● Records to use
*****
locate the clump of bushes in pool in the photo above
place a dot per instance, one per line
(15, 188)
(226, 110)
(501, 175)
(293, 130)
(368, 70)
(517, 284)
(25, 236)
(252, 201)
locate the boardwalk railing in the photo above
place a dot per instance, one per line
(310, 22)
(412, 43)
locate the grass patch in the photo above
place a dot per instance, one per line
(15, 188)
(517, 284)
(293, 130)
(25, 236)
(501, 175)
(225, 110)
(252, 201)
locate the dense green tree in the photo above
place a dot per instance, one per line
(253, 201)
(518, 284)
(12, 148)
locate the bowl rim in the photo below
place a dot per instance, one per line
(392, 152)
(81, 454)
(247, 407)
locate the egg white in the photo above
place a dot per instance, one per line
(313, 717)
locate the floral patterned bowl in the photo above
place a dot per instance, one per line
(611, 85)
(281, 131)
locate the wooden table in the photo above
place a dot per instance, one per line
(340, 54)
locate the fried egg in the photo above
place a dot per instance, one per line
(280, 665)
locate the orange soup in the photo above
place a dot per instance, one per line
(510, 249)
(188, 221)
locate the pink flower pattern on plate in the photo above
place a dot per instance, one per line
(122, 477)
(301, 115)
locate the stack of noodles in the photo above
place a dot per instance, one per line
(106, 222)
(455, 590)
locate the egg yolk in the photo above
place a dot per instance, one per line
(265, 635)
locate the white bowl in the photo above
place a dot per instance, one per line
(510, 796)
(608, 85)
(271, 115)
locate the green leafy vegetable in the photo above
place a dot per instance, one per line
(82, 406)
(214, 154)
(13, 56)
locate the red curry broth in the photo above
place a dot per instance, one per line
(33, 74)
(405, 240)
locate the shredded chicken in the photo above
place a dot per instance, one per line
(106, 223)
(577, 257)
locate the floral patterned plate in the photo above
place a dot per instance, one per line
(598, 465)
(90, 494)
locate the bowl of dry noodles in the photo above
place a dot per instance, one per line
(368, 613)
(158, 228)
*****
● Problem statement
What lines hold the string "bowl"? Pick them out of the data.

● Answer space
locate the bowl rim in the photo below
locate the floral patterned bowl in the photo above
locate the white bowl in the photo above
locate the bowl of dry noodles in the photo above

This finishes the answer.